La Table de concertation des véhicules hors route des (TCVHR) des Laurentides, la MRC des Pays-d’en-Haut, la Fédération des clubs de motoneigistes du Québec (FCMQ), le MRNF, le MDDEP et le MAMROT, le Club de motoneige Laurentien et Autoneige  Blizzard et Horizon multiressource, une organisation multidisciplinaire collective spécialisée en développement régional durable et en aménagement intégré du territoire, ont mis au point une méthode axée sur une réelle approche de développement durable afin de dénouer cette impasse. Selon cette méthode, à terme, le projet devait 1) ne pas mettre en péril les aspects environnementaux sensibles du territoire, 2) assurer un certain progrès social en raison des modalités participatives du projet et 3) générer des retombées économiques significatives pour la région (fig. 1).

Inversement aux projets d’implantation de sentiers de motoneige usuels, il a d’abord été proposé de vérifier les aspects sociaux du projet. Ainsi, un vaste sondage a permis d’identifier les propriétaires démontrant un intérêt à accueillir chez eux un tronçon du sentier de motoneige. La réponse des propriétaires fonciers a été cartographiée et des corridors potentiels pouvant recevoir un éventuel tracé ont ainsi pu être identifiés.

Extraits du matériel
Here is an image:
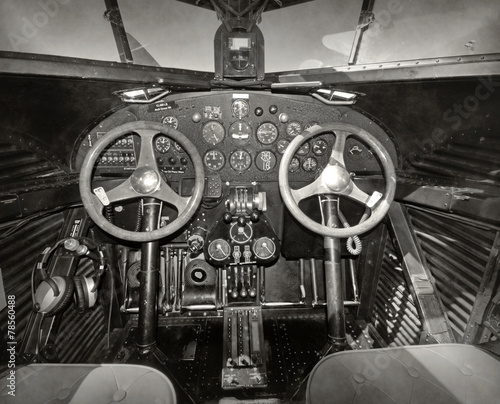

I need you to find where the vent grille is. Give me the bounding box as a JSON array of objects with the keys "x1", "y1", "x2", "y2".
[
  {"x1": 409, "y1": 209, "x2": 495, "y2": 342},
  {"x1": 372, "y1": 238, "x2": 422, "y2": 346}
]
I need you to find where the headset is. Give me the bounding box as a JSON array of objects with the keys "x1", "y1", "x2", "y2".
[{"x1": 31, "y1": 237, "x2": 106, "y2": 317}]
--
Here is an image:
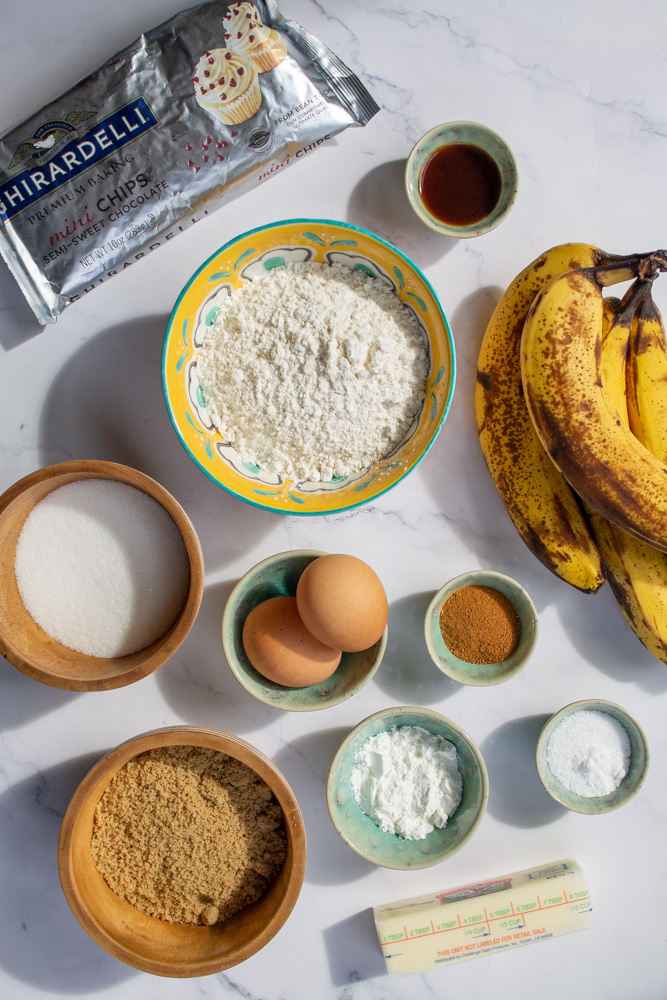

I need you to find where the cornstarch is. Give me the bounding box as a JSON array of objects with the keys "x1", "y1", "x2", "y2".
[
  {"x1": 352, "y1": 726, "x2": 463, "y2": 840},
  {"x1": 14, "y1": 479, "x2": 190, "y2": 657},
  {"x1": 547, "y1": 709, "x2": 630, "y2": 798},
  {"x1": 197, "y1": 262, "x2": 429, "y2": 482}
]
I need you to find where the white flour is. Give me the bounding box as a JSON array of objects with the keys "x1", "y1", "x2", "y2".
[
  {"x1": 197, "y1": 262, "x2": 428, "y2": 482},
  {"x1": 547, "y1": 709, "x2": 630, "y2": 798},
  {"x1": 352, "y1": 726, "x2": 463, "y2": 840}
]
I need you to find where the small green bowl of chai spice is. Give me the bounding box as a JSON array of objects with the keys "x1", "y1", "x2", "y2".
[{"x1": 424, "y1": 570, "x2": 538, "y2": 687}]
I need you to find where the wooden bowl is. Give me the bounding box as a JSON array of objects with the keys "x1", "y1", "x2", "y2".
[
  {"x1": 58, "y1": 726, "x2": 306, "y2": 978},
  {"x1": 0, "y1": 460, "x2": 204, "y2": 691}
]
...
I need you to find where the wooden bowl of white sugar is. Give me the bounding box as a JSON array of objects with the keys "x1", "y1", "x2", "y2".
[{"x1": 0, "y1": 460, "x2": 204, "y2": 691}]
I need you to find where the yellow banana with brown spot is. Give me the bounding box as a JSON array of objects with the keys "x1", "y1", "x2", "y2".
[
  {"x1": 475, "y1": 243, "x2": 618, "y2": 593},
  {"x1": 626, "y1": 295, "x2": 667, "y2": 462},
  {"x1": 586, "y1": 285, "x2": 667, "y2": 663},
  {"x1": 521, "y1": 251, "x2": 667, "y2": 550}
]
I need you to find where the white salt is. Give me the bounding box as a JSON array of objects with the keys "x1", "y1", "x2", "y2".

Liste des tâches
(a) Répondez à ces questions à partir du texte sur le sentier de motoneige :
(i) Quelle organisation y est présentée comme multidisciplinaire et collective, spécialisée en développement régional durable ?
(ii) Quels aspects du projet a-t-on proposé de vérifier en premier ?
(iii) Quel moyen a permis d'identifier les propriétaires intéressés à accueillir un tronçon du sentier ?
(b) Énumérez toutes les conditions que le projet devait remplir à terme selon la méthode décrite dans le texte sur le sentier de motoneige.
(c) Recopiez fidèlement le passage du texte sur le sentier de motoneige qui va de « La Table de » jusqu'à « région (fig. 1). » inclus.
Le matériel ne joue aucun rôle ici.

Résultats par tâche
(a)
(i) Horizon multiressource
(ii) Les aspects sociaux du projet
(iii) Un vaste sondage

(b)
1) Ne pas mettre en péril les aspects environnementaux sensibles du territoire
2) Assurer un certain progrès social en raison des modalités participatives du projet
3) Générer des retombées économiques significatives pour la région

(c)
La Table de concertation des véhicules hors route des (TCVHR) des Laurentides, la MRC des Pays-d’en-Haut, la Fédération des clubs de motoneigistes du Québec (FCMQ), le MRNF, le MDDEP et le MAMROT, le Club de motoneige Laurentien et Autoneige  Blizzard et Horizon multiressource, une organisation multidisciplinaire collective spécialisée en développement régional durable et en aménagement intégré du territoire, ont mis au point une méthode axée sur une réelle approche de développement durable afin de dénouer cette impasse. Selon cette méthode, à terme, le projet devait 1) ne pas mettre en péril les aspects environnementaux sensibles du territoire, 2) assurer un certain progrès social en raison des modalités participatives du projet et 3) générer des retombées économiques significatives pour la région (fig. 1).